To do:
The job is to output exactly the lines that run from the start of the entries through the line containing "box: [294, 303, 359, 346]", pictures omitted.

(Provided data Opens)

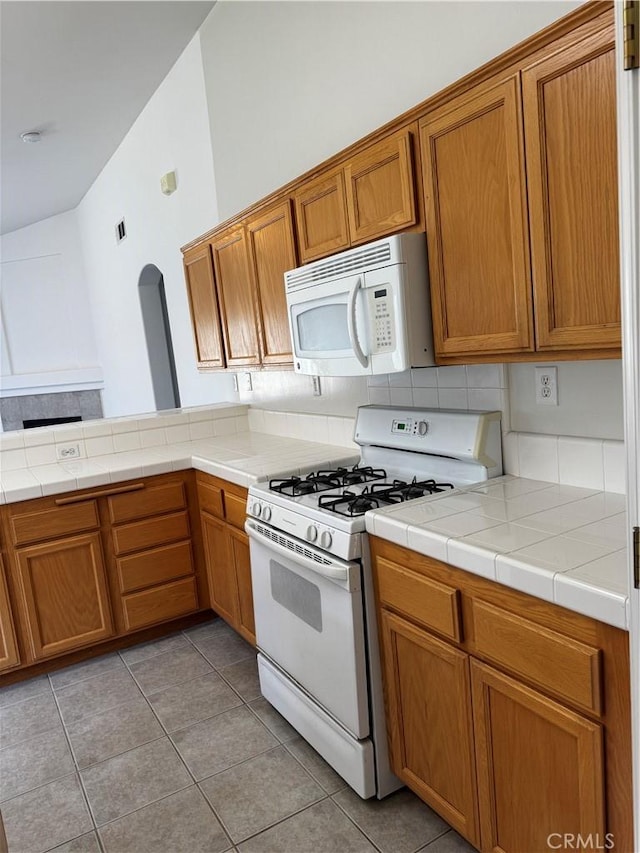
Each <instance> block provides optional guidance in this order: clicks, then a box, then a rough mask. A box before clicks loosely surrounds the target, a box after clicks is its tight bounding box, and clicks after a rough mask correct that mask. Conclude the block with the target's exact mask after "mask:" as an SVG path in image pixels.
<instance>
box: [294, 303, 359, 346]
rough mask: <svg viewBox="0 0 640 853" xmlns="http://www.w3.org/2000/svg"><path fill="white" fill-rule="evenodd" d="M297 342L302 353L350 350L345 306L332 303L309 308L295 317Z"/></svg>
mask: <svg viewBox="0 0 640 853" xmlns="http://www.w3.org/2000/svg"><path fill="white" fill-rule="evenodd" d="M297 321H298V341H299V343H300V350H301V351H302V352H336V351H337V350H350V349H351V342H350V340H349V327H348V325H347V305H346V303H344V302H332V303H331V304H329V305H318V306H317V307H316V308H309V309H308V310H306V311H302V312H301V313H300V314H298V316H297Z"/></svg>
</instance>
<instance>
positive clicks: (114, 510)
mask: <svg viewBox="0 0 640 853" xmlns="http://www.w3.org/2000/svg"><path fill="white" fill-rule="evenodd" d="M108 501H109V516H110V518H111V523H112V524H120V523H122V522H124V521H133V520H134V519H137V518H148V517H149V516H152V515H160V514H161V513H165V512H175V511H176V510H178V509H184V508H185V507H186V505H187V502H186V498H185V493H184V484H183V483H180V482H176V483H164V484H163V485H161V486H148V487H147V488H145V489H141V490H140V491H139V492H130V493H129V494H123V495H114V496H113V497H110V498H108Z"/></svg>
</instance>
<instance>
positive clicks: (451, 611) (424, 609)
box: [376, 558, 462, 642]
mask: <svg viewBox="0 0 640 853" xmlns="http://www.w3.org/2000/svg"><path fill="white" fill-rule="evenodd" d="M376 565H377V575H378V593H379V595H380V604H382V605H388V606H389V607H391V608H393V609H394V610H397V611H398V612H399V613H403V614H405V615H406V616H409V617H410V618H411V619H413V620H414V621H416V622H419V623H420V624H421V625H425V626H426V627H427V628H431V629H433V630H434V631H436V632H437V633H438V634H441V635H442V636H443V637H448V638H449V639H451V640H455V641H456V642H460V640H461V639H462V630H461V621H460V601H459V595H458V590H457V589H455V588H454V587H451V586H447V585H446V584H443V583H440V582H439V581H435V580H432V579H431V578H427V577H425V576H424V575H419V574H417V573H416V572H412V571H410V570H409V569H405V568H403V567H402V566H399V565H398V564H397V563H390V562H389V561H388V560H385V559H382V558H381V559H379V560H378V561H377V564H376Z"/></svg>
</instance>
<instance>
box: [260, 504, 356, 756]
mask: <svg viewBox="0 0 640 853" xmlns="http://www.w3.org/2000/svg"><path fill="white" fill-rule="evenodd" d="M245 529H246V531H247V533H248V534H249V540H250V549H251V578H252V582H253V605H254V612H255V621H256V639H257V643H258V648H259V649H260V651H261V652H263V653H264V654H265V655H266V656H267V657H268V658H270V659H271V660H272V661H273V662H274V663H275V664H276V665H277V666H278V667H279V668H280V669H281V670H283V671H284V673H285V674H286V675H287V676H288V677H289V678H290V679H292V680H293V681H294V682H295V683H296V684H297V685H298V686H299V687H301V688H302V689H303V690H304V691H305V692H306V693H307V694H309V695H310V696H311V698H312V699H313V700H314V701H315V702H317V703H318V704H319V705H321V706H322V707H323V708H324V709H325V710H326V711H327V712H328V713H329V714H330V715H331V716H332V717H333V718H334V719H335V720H336V721H337V722H338V723H340V724H341V725H342V726H343V727H344V728H346V729H347V730H348V731H349V732H351V734H352V735H353V736H354V737H356V738H358V739H361V738H365V737H367V735H368V734H369V700H368V690H367V667H366V656H365V637H364V615H363V594H362V573H361V566H360V564H359V563H357V562H344V561H343V560H339V559H337V558H335V557H332V556H331V555H330V554H325V553H324V552H323V551H320V550H319V549H317V548H313V547H312V546H309V545H308V544H307V543H305V542H301V541H299V540H298V539H294V538H293V537H290V536H287V535H286V534H283V533H281V532H280V531H278V530H274V529H273V528H271V527H269V526H268V525H265V524H262V523H260V522H257V521H255V520H253V519H248V520H247V522H246V526H245Z"/></svg>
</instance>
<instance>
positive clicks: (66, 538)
mask: <svg viewBox="0 0 640 853" xmlns="http://www.w3.org/2000/svg"><path fill="white" fill-rule="evenodd" d="M17 565H18V585H19V590H18V594H19V596H20V598H21V603H22V606H23V608H24V614H25V617H26V620H25V622H26V625H25V627H26V632H27V639H28V642H29V645H30V650H31V653H32V655H33V657H34V658H35V659H36V660H41V659H42V658H47V657H51V656H52V655H57V654H60V653H61V652H65V651H71V650H72V649H77V648H80V647H82V646H86V645H90V644H92V643H95V642H97V641H98V640H104V639H106V638H107V637H111V636H113V634H114V630H113V620H112V616H111V607H110V604H109V594H108V591H107V578H106V567H105V562H104V556H103V551H102V542H101V539H100V534H99V533H84V534H80V535H78V536H70V537H67V538H65V539H57V540H54V541H52V542H44V543H41V544H39V545H31V546H29V547H27V548H21V549H20V550H19V551H18V552H17Z"/></svg>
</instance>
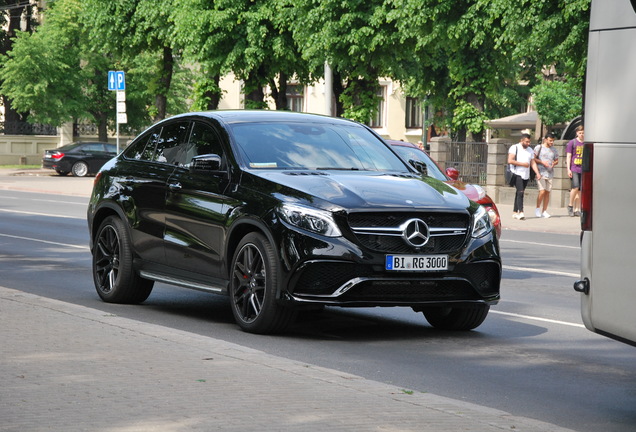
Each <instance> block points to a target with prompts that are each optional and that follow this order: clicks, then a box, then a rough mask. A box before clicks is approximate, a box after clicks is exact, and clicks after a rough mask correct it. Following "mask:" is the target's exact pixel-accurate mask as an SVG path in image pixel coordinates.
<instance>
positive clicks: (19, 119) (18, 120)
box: [0, 0, 37, 133]
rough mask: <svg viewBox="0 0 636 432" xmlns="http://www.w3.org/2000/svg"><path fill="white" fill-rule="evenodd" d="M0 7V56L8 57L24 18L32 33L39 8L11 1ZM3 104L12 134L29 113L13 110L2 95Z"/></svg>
mask: <svg viewBox="0 0 636 432" xmlns="http://www.w3.org/2000/svg"><path fill="white" fill-rule="evenodd" d="M0 6H1V7H2V10H3V11H4V13H3V14H0V56H6V55H7V54H8V52H9V51H11V48H12V47H13V39H14V38H15V36H16V32H17V31H20V30H21V26H22V22H23V18H24V23H25V28H24V31H25V32H26V33H31V31H32V29H33V27H34V26H35V23H34V22H33V19H32V17H33V16H34V15H35V11H36V10H37V6H36V5H34V4H26V3H15V2H14V1H11V0H0ZM0 98H1V101H0V102H1V103H2V105H3V107H4V120H5V128H4V130H5V133H11V132H12V130H11V128H12V127H13V126H14V125H15V122H17V121H20V120H24V119H25V118H26V116H27V115H28V113H18V112H17V111H16V110H15V109H13V106H12V103H11V99H9V98H7V97H6V96H5V95H1V96H0Z"/></svg>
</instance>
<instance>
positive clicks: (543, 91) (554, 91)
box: [532, 81, 583, 129]
mask: <svg viewBox="0 0 636 432" xmlns="http://www.w3.org/2000/svg"><path fill="white" fill-rule="evenodd" d="M580 89H581V87H580V84H579V83H577V82H572V81H542V82H541V83H540V84H537V85H535V86H534V87H533V88H532V94H533V100H534V105H535V107H536V109H537V113H538V114H539V118H540V119H541V121H542V122H543V123H544V124H545V125H547V126H548V129H549V128H550V127H551V126H553V125H555V124H558V123H567V122H568V121H570V120H572V119H573V118H574V117H576V116H578V115H581V112H582V111H583V97H582V95H581V91H580Z"/></svg>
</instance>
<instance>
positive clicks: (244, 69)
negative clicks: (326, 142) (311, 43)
mask: <svg viewBox="0 0 636 432" xmlns="http://www.w3.org/2000/svg"><path fill="white" fill-rule="evenodd" d="M174 1H175V8H174V12H173V19H174V22H175V35H176V38H177V41H178V42H179V43H180V45H181V46H183V48H184V55H185V56H186V58H188V59H191V60H192V61H193V62H197V63H199V64H201V65H202V67H203V70H204V71H205V74H204V76H207V77H209V78H210V79H211V80H212V81H211V82H209V83H207V84H206V83H205V82H200V83H198V84H197V88H201V89H205V90H204V91H203V92H201V91H200V92H199V93H200V94H202V95H203V97H204V98H208V99H209V100H211V101H214V100H215V99H214V98H215V95H218V90H217V88H216V85H215V83H216V82H217V81H218V77H219V76H221V75H224V74H226V73H228V72H233V73H234V75H235V76H236V77H237V78H238V79H241V80H243V81H244V93H245V95H246V108H265V107H266V106H267V105H266V103H265V95H264V93H263V87H264V86H266V85H269V87H270V89H271V92H272V97H273V98H274V101H275V103H276V108H277V109H285V108H286V105H287V104H286V84H287V79H288V78H291V77H296V78H297V79H299V80H301V81H307V77H308V75H309V73H308V70H307V66H306V63H305V62H304V61H302V59H301V57H300V54H299V51H298V49H297V46H296V43H295V41H294V39H293V38H292V34H291V33H290V31H289V30H288V29H287V27H286V24H285V23H286V22H287V21H286V16H285V14H284V13H283V12H282V11H281V10H280V9H279V8H278V3H277V2H276V1H274V0H217V1H210V0H174ZM206 91H207V95H206Z"/></svg>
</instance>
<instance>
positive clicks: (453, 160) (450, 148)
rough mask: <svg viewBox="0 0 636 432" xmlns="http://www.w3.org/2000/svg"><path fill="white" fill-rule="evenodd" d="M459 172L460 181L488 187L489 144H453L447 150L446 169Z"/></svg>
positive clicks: (452, 142) (476, 142) (447, 148)
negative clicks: (487, 170) (473, 183)
mask: <svg viewBox="0 0 636 432" xmlns="http://www.w3.org/2000/svg"><path fill="white" fill-rule="evenodd" d="M450 167H453V168H455V169H457V170H458V171H459V179H460V180H461V181H463V182H466V183H474V184H478V185H481V186H486V175H487V168H488V143H485V142H451V143H450V145H449V146H448V147H447V149H446V168H450Z"/></svg>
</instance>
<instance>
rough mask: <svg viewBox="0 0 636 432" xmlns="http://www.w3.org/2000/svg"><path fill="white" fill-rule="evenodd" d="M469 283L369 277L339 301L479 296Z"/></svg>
mask: <svg viewBox="0 0 636 432" xmlns="http://www.w3.org/2000/svg"><path fill="white" fill-rule="evenodd" d="M480 299H481V296H479V295H478V294H477V293H476V292H475V290H474V289H473V287H472V286H471V285H470V283H469V282H468V281H466V280H462V279H448V280H369V281H365V282H362V283H360V284H358V285H356V286H355V287H353V288H352V289H351V290H349V291H347V292H346V293H345V294H343V295H342V296H340V297H338V300H339V301H342V302H378V303H382V302H385V303H387V302H388V303H401V302H404V303H412V302H428V301H453V300H480Z"/></svg>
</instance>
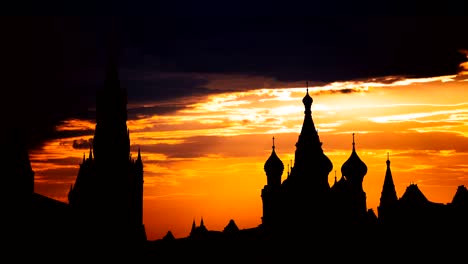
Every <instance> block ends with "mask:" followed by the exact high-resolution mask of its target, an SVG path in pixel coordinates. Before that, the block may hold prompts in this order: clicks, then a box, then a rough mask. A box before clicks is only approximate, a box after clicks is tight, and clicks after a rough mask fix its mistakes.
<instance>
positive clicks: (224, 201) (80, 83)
mask: <svg viewBox="0 0 468 264" xmlns="http://www.w3.org/2000/svg"><path fill="white" fill-rule="evenodd" d="M205 11H206V10H205ZM187 12H188V11H187ZM158 14H162V12H161V11H159V13H158ZM184 14H185V15H186V16H176V15H174V16H173V17H168V16H166V17H164V16H162V17H157V18H154V17H125V18H120V17H119V18H116V17H112V18H108V17H105V18H102V17H92V18H90V17H88V18H80V17H75V18H63V17H54V18H50V17H49V18H23V19H19V18H17V19H14V18H10V20H6V19H5V18H2V19H4V21H2V22H5V23H6V22H9V23H13V24H14V25H16V27H17V28H18V29H24V30H25V31H24V32H26V34H18V33H16V32H17V31H14V30H11V31H6V33H4V34H6V36H10V38H5V39H6V40H7V41H5V43H3V44H2V45H5V46H3V47H2V52H3V53H4V55H5V56H4V58H5V59H4V61H3V63H7V64H8V65H9V66H10V67H9V69H8V70H7V71H6V72H3V73H2V74H3V78H2V79H1V82H2V83H1V85H2V86H4V87H9V91H10V94H9V97H8V99H9V100H6V101H8V102H6V104H3V105H2V109H0V110H2V111H1V112H2V120H4V124H7V126H8V127H12V128H15V129H20V130H21V131H23V133H24V135H26V139H27V142H28V146H29V149H30V150H29V153H30V159H31V163H32V167H33V170H34V172H35V191H36V192H37V193H40V194H43V195H46V196H48V197H51V198H54V199H57V200H61V201H64V202H67V193H68V190H69V188H70V185H71V184H73V183H74V181H75V179H76V175H77V172H78V168H79V164H80V163H81V160H82V158H83V155H84V154H85V155H86V156H88V153H89V139H91V138H92V136H93V132H94V127H95V122H94V117H95V112H94V96H95V91H96V89H97V88H98V87H99V86H100V85H102V82H103V80H104V75H103V73H104V70H103V69H104V66H105V63H104V61H105V60H104V58H105V52H104V51H105V49H106V45H105V38H106V37H105V36H107V35H108V34H107V33H109V32H112V33H113V34H114V35H116V36H117V37H118V44H119V47H120V50H121V52H120V57H119V63H120V67H119V69H120V78H121V83H122V86H123V87H125V88H126V89H127V91H128V99H129V102H128V113H129V120H128V122H127V125H128V127H129V129H130V140H131V151H132V154H133V155H135V156H136V155H137V151H138V148H140V149H141V155H142V159H143V164H144V171H145V172H144V214H143V218H144V224H145V227H146V232H147V236H148V239H158V238H162V237H163V236H164V235H165V234H166V233H167V231H169V230H170V231H172V232H173V234H174V235H175V237H185V236H187V235H188V234H189V232H190V228H191V224H192V221H193V220H195V221H196V222H197V224H198V223H199V222H200V220H201V218H202V217H203V220H204V223H205V225H206V226H207V228H208V229H210V230H222V229H223V228H224V227H225V226H226V225H227V224H228V222H229V220H230V219H234V220H235V222H236V223H237V225H238V226H239V228H249V227H256V226H257V225H259V224H260V223H261V216H262V201H261V197H260V193H261V189H262V188H263V186H264V185H265V184H266V175H265V173H264V171H263V165H264V163H265V161H266V160H267V159H268V157H269V155H270V153H271V147H272V137H273V136H274V137H275V146H276V149H275V150H276V153H277V154H278V156H279V158H280V159H281V160H282V161H283V163H284V165H285V171H284V173H283V178H282V179H285V177H286V173H287V169H288V166H289V165H290V164H291V162H293V160H294V151H295V143H296V141H297V139H298V136H299V133H300V131H301V126H302V121H303V117H304V106H303V104H302V98H303V97H304V95H305V93H306V82H308V83H309V87H308V89H309V93H310V95H311V96H312V98H313V99H314V102H313V104H312V117H313V119H314V122H315V125H316V128H317V129H318V132H319V136H320V139H321V141H322V142H323V145H322V148H323V150H324V153H325V154H326V155H327V156H328V157H329V158H330V160H331V161H332V163H333V170H332V172H331V173H330V175H329V182H330V185H332V184H333V181H334V178H335V173H336V177H338V179H339V178H340V177H341V171H340V169H341V166H342V164H343V163H344V162H345V161H346V160H347V158H348V157H349V156H350V154H351V149H352V134H353V133H355V141H356V151H357V153H358V155H359V156H360V158H361V159H362V160H363V161H364V162H365V163H366V165H367V167H368V172H367V175H366V176H365V177H364V182H363V187H364V191H365V192H366V194H367V206H368V208H372V209H374V211H375V212H377V206H378V203H379V198H380V192H381V190H382V185H383V178H384V176H385V170H386V164H385V161H386V160H387V153H388V154H389V156H390V160H391V169H392V172H393V178H394V181H395V186H396V191H397V195H398V197H401V196H402V195H403V193H404V191H405V189H406V187H407V186H408V185H409V184H410V183H416V184H418V186H419V188H420V189H421V191H422V192H423V193H424V194H425V195H426V197H427V198H428V199H429V200H431V201H434V202H440V203H448V202H450V201H451V199H452V198H453V195H454V194H455V191H456V188H457V187H458V186H459V185H465V186H466V185H468V164H467V163H466V161H467V160H468V128H467V122H468V92H467V91H468V90H467V89H468V62H467V61H468V57H467V56H468V41H467V37H466V35H467V34H466V33H465V31H466V29H465V28H464V27H463V26H461V25H462V24H463V23H462V22H463V21H465V20H464V18H462V17H455V18H447V17H351V16H338V17H311V18H302V19H297V18H296V17H292V16H291V17H285V18H291V19H286V20H287V21H278V19H275V17H274V16H268V17H255V18H253V17H252V16H250V15H249V16H247V15H246V16H245V17H237V16H234V15H233V14H230V16H228V18H223V17H222V16H220V15H219V14H218V15H213V16H200V14H196V15H195V14H192V15H189V14H186V13H184ZM201 17H203V18H201ZM215 20H216V23H213V21H215ZM464 30H465V31H464ZM106 34H107V35H106ZM15 37H16V38H15ZM18 40H22V41H18ZM31 40H34V45H31ZM17 41H18V42H19V43H18V42H17ZM19 48H24V50H26V51H27V52H23V51H24V50H23V51H19V50H20V49H19ZM5 51H8V52H5ZM10 102H12V103H13V104H12V105H11V104H9V103H10ZM2 130H5V129H2ZM15 131H17V130H15ZM2 136H3V134H2Z"/></svg>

(Provided data Closes)

Problem solution:
Each <instance> block provides optional guidance in this order: clicks, then a box, then a rough mask. A box before clicks loosely surrounds the target, a box after clicks is its tight bounding box, and clicks after a rough mask correct that mask. Conclude the block with the target's exact mask after "mask:" as an SVG path in image pixels.
<instance>
box: [294, 303, 359, 346]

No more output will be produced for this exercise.